Data records
•••
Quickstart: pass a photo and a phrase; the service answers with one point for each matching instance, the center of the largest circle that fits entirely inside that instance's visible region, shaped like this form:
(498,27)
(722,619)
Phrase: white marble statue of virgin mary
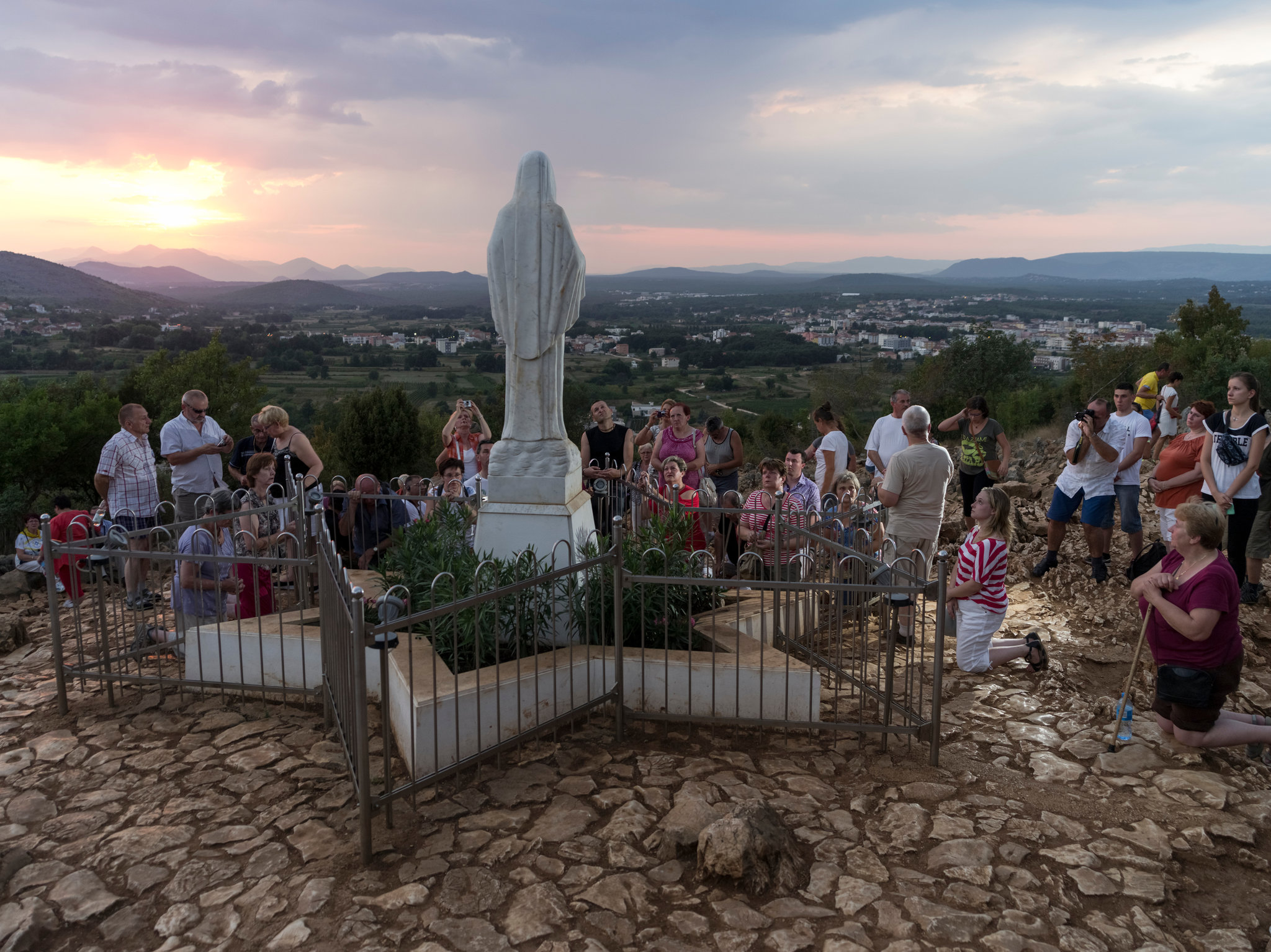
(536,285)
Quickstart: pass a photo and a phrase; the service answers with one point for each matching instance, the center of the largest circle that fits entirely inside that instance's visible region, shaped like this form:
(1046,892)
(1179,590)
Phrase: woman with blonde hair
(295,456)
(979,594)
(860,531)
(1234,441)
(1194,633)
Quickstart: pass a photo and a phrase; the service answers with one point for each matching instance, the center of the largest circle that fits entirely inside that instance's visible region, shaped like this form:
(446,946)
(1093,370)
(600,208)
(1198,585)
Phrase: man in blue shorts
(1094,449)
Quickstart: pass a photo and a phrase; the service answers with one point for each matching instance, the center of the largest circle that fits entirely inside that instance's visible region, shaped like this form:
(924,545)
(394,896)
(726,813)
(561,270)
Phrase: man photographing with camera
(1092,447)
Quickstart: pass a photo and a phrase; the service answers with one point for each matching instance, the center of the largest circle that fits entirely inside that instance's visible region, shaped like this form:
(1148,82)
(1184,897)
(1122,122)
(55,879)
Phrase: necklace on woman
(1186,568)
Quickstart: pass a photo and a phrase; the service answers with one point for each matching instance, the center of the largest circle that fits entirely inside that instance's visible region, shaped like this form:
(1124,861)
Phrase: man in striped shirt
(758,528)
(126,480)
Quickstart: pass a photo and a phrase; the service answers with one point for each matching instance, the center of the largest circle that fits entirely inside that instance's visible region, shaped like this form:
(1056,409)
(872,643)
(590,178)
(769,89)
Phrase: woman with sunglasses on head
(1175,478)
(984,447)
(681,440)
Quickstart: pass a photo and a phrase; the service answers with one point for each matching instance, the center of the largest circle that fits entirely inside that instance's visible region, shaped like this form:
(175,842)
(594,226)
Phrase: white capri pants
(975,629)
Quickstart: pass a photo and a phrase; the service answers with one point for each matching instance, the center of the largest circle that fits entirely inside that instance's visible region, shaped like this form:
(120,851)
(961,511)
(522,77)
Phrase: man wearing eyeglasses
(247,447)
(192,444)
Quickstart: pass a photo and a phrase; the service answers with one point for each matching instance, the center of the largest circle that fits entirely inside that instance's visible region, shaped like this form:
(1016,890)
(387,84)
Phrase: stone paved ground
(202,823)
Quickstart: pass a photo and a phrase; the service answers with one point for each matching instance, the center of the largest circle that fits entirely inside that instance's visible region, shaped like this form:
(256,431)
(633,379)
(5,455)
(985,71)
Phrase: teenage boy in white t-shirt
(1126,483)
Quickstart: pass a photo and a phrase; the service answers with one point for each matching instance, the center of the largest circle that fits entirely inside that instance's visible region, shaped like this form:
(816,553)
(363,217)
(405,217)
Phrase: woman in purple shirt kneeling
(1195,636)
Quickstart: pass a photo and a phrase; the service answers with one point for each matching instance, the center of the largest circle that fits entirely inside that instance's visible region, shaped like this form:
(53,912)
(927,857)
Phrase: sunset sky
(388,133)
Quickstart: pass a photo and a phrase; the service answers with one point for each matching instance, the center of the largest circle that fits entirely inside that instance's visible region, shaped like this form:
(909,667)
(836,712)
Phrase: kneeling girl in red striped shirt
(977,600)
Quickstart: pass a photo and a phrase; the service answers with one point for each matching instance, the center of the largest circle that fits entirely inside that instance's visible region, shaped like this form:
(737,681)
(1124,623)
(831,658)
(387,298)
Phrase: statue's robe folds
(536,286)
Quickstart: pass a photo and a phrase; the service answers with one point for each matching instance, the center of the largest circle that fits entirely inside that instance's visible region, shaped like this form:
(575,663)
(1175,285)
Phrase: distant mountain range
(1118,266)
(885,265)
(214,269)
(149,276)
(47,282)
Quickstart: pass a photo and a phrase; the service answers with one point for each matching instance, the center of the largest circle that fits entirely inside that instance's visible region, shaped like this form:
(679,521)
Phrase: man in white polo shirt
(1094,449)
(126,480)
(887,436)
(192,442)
•••
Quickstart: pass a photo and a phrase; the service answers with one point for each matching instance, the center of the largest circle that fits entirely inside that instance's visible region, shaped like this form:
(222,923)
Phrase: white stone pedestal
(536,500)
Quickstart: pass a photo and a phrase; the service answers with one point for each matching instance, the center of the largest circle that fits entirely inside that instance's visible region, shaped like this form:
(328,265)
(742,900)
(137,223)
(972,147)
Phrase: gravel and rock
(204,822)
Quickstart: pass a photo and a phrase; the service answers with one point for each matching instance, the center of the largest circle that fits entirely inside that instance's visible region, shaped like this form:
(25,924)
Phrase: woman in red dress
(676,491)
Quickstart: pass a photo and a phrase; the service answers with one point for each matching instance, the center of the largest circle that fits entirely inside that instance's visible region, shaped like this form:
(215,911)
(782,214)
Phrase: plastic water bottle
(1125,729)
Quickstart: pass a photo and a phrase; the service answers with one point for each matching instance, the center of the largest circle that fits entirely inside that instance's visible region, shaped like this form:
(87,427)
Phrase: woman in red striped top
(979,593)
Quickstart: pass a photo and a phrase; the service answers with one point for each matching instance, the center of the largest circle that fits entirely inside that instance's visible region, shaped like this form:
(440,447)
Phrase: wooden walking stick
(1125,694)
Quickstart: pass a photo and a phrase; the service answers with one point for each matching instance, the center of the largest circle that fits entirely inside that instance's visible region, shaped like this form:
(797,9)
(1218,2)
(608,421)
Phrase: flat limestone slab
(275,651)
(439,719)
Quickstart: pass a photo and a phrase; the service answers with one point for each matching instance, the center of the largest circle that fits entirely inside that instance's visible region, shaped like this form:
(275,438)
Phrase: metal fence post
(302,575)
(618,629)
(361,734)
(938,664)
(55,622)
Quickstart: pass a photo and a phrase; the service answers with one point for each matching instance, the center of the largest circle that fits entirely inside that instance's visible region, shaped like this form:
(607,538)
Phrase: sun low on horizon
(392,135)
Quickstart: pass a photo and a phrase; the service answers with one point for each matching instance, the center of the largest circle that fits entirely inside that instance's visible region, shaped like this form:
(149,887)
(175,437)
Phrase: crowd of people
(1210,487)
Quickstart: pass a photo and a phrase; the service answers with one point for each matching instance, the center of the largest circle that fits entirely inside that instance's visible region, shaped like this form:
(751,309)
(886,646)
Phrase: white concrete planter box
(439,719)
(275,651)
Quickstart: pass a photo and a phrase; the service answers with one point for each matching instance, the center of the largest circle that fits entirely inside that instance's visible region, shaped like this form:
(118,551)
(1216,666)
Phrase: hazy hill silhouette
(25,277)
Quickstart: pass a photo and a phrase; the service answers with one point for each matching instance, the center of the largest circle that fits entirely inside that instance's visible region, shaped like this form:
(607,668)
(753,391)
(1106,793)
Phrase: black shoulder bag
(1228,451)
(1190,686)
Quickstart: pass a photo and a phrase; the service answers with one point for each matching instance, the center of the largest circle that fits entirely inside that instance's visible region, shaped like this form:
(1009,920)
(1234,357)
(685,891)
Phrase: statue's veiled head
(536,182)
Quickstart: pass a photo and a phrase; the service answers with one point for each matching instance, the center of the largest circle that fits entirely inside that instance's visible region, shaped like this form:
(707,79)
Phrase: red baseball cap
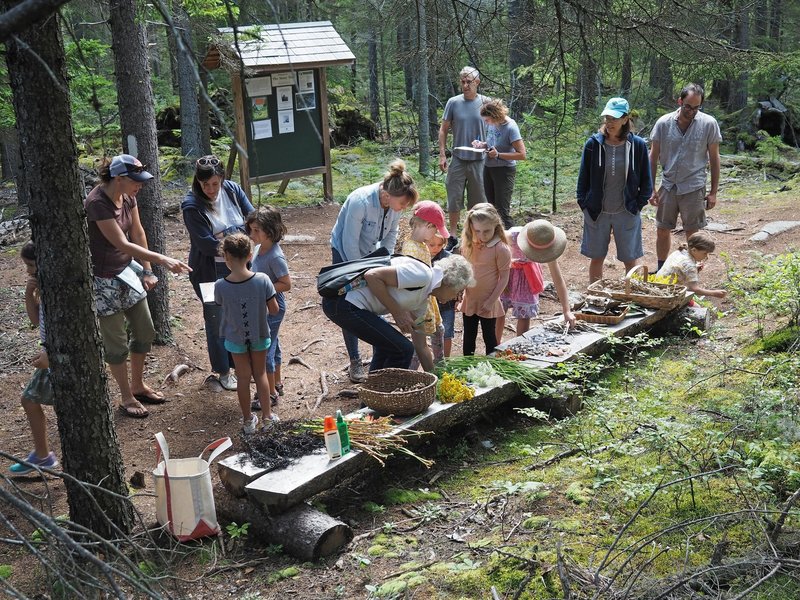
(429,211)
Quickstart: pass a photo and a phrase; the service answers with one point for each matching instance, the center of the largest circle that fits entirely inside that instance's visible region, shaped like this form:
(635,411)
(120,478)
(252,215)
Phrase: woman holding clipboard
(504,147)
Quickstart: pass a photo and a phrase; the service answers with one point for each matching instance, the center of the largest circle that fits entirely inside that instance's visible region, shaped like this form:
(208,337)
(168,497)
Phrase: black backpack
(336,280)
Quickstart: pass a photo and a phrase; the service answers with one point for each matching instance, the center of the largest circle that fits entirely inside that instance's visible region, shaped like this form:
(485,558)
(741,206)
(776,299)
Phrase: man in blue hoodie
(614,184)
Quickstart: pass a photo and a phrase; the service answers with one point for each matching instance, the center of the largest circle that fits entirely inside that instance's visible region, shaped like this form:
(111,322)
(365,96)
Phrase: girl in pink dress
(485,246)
•••
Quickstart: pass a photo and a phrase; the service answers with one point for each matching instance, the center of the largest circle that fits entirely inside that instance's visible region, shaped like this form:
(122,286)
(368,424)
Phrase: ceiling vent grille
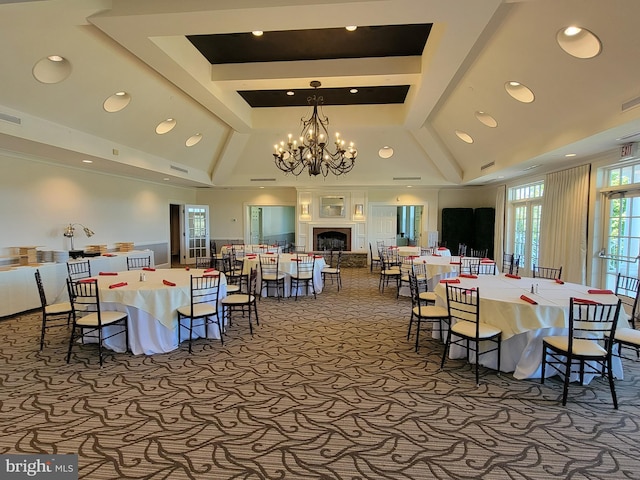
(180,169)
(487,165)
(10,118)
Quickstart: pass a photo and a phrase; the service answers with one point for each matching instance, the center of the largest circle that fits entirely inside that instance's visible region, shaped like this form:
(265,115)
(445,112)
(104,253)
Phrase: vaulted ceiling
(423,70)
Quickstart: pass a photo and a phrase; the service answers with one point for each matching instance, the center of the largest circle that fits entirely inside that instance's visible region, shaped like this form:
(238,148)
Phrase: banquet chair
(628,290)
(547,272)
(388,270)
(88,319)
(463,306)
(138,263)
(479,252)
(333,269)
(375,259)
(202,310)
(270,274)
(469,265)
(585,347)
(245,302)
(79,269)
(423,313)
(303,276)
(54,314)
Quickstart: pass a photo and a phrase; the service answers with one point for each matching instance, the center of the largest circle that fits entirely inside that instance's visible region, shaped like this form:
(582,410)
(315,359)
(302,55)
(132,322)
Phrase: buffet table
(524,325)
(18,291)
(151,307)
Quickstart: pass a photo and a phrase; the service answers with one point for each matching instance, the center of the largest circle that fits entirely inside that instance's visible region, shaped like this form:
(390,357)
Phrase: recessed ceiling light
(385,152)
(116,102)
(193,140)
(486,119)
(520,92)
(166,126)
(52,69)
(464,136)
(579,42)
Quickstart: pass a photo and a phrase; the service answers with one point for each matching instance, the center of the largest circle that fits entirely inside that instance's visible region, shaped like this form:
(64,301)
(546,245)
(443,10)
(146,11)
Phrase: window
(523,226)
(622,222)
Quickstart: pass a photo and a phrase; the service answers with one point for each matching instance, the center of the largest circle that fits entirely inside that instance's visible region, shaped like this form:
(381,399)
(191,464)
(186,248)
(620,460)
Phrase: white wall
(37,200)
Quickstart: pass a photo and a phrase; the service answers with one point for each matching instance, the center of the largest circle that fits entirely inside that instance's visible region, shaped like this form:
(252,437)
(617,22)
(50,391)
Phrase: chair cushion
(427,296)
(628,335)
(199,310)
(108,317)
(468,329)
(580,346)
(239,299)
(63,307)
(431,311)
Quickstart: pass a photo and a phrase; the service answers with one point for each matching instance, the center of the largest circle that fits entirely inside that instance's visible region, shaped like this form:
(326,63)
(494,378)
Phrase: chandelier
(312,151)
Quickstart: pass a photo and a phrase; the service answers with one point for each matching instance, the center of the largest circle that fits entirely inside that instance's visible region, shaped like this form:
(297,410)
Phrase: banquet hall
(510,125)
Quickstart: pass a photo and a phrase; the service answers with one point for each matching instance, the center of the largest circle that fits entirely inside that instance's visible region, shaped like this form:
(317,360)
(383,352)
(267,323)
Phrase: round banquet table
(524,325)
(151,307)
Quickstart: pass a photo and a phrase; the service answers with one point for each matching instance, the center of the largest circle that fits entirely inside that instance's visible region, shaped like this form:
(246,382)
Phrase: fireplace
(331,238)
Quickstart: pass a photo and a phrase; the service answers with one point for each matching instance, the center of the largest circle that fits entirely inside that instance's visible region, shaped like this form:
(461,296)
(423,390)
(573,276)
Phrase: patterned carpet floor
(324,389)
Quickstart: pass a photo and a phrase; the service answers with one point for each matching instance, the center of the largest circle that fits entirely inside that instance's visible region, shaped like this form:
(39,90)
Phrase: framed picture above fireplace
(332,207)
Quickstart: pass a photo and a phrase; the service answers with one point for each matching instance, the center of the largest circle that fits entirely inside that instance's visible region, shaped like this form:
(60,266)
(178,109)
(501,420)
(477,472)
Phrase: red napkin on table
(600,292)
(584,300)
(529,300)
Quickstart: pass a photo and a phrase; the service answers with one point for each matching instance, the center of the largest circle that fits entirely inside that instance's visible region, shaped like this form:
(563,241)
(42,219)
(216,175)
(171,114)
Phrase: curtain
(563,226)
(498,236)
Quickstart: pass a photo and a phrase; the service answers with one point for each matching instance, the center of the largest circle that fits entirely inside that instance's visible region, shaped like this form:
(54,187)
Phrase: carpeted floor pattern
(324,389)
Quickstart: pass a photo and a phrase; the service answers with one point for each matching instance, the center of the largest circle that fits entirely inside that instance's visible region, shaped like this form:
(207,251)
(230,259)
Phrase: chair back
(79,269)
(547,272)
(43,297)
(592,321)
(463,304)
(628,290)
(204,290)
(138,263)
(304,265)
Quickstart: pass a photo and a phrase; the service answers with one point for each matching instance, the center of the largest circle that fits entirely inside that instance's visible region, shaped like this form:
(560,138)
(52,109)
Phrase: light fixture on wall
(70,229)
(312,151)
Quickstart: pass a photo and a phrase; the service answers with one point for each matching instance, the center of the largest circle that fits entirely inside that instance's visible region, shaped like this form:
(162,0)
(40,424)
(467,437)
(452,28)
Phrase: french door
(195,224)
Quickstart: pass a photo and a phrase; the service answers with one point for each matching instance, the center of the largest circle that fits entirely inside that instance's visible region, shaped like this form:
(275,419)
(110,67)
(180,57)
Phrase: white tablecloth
•••
What is expected
Filter the entries above and copy out each line that contains the word "banquet".

Task result
Phrase: banquet chair
Phrase: banquet hall
Phrase: round banquet table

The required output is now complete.